* **What is expected**
From top to bottom, each entry below must be reproduced exactly.

* **Data for this task**
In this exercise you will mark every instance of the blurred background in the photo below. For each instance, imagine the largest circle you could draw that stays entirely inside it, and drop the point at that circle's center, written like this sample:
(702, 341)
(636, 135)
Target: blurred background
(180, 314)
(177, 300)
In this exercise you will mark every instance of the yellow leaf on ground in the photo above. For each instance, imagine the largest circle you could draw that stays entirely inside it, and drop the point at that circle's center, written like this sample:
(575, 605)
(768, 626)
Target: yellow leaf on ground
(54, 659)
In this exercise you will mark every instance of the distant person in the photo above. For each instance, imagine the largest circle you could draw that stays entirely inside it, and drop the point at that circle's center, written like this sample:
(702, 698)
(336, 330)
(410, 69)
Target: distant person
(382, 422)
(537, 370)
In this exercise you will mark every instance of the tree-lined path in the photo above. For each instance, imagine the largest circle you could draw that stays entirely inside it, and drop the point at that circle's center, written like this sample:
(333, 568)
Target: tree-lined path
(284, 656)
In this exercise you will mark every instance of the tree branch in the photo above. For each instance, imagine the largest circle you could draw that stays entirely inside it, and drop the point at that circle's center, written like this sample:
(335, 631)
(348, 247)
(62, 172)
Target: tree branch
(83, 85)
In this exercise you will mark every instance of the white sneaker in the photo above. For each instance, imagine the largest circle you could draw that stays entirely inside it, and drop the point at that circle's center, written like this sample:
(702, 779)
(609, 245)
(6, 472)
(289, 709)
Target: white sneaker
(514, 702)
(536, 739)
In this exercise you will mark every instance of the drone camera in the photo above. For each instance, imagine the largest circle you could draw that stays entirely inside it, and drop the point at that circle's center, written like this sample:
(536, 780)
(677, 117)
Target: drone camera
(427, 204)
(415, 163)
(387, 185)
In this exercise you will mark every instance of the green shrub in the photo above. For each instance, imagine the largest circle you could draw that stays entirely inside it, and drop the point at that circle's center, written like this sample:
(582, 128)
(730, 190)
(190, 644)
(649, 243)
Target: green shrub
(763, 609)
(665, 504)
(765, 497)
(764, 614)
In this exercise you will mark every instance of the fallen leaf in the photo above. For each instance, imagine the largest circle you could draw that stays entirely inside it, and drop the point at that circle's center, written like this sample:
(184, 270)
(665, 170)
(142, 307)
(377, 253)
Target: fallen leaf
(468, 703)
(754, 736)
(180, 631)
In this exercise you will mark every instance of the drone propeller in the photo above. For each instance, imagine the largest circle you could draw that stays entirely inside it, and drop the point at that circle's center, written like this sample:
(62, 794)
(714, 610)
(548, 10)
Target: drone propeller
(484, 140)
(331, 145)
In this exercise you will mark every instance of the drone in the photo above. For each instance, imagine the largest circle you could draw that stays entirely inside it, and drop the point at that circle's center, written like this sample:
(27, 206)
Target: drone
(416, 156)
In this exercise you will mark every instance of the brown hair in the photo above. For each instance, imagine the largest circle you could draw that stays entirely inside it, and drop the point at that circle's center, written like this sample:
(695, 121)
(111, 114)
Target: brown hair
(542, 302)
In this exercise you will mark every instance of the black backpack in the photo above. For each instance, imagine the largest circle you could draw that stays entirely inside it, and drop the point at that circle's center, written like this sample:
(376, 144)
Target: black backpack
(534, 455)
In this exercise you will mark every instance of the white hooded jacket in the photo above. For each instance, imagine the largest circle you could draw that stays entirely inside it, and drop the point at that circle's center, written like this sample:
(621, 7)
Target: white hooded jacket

* **Written response**
In this exercise you will mark every instance of the blurred background in the photo below. For each instance, imagine the largest circle you could draw that stays entirely inside it, and drop the point at that circle's center, written like this sample:
(702, 341)
(636, 135)
Target: blurred background
(180, 314)
(177, 300)
In this exercise you will mark every instance of the yellow leaf on ground in the photo above. For each instance, imagine the largest circle you could draw that stays entirely inside it, and drop the point at that circle's center, written like this sample:
(575, 605)
(768, 626)
Target: yellow leaf on ground
(54, 659)
In this exercise you will mark every instance of the distant person in the photo above. For each instance, imagine the largest circle you could draw that stays entirely inside it, and drop the point at that circle's center, written like this sample:
(702, 698)
(336, 330)
(410, 69)
Target: distant person
(382, 422)
(537, 370)
In this exercise you will mark every instance of the tree-lined path in the photo above. For each instance, imagine the largest circle you could draw that stays entirely inside it, and drop the point at that circle's center, written like this sample:
(333, 568)
Target: tree-lined path
(284, 656)
In this exercise you will mark every instance of the tree branch in the photo above. For each instance, imagine the largest circle you could draw that stays entirely inside it, and drop the point at that circle's center, written like this sample:
(335, 631)
(348, 247)
(62, 172)
Target: tree branch
(83, 85)
In this exercise you will mark every instance of the white sneaker in the photo above. For each instance, imagine the largest circle you could draw that stays entirely inside it, and drop the point at that circle's center, written like this sample:
(702, 779)
(609, 245)
(6, 472)
(289, 709)
Target: white sneaker
(514, 702)
(536, 739)
In this exercise you will mark every instance of the drone camera in the photo above. For each instance, imagine the largest circle you could draw that stays entirely inside it, and drop the point at that circle's center, written like this sample:
(536, 780)
(677, 117)
Target: drone camera
(427, 204)
(415, 163)
(387, 185)
In this exercise you will mark every instance of the green shrub in the photo above. For each instance, imagine the largest circle you could draw that stays entirely inside it, and drop the point at that circle's center, written like this sample:
(582, 128)
(730, 190)
(190, 644)
(649, 243)
Target: green shrub
(763, 609)
(665, 504)
(765, 497)
(764, 614)
In this exercise you will mark every instance of the fallen leaf in the photo above. For each instance, imagine the largest circle you could draw that stays entirely inside it, and drop the point at that circle's center, written like this sample:
(184, 270)
(665, 170)
(142, 307)
(377, 253)
Target: fallen leaf
(468, 703)
(754, 736)
(180, 631)
In this exercise you will mark every instance of the drone propeller in the photo above. For each instance, imagine the largest circle you could draw that stays entirely inside it, and drop the point at that circle's center, written like this sample:
(62, 794)
(714, 610)
(548, 10)
Target: drone propeller
(484, 140)
(331, 145)
In this exercise you will mark every instance of the drone in the photo above. For each instance, imagine the largest circle you could draw that stays entirely inside it, and drop the point at that circle's center, written like this sample:
(27, 206)
Target: drone
(416, 156)
In this exercise you will mark every instance of the brown hair in the photo above. For each instance, imagine the largest circle you could draw that stays entirely inside it, and drop the point at that circle's center, written like this sample:
(695, 121)
(111, 114)
Target: brown hair
(542, 302)
In this exercise you will mark every instance of the black backpack in the photo above. For each instance, imagine the largest circle you could draw that stays entirely inside it, and drop the point at that circle's center, written like this sample:
(376, 144)
Target: black backpack
(534, 455)
In this exercise you will mark every instance of the white hooded jacket in the photo above. For each instance, imagine the largest circle you could draw that stays entirely inside it, and drop the point at that circle's center, written like this sample:
(621, 7)
Target: white hooded jacket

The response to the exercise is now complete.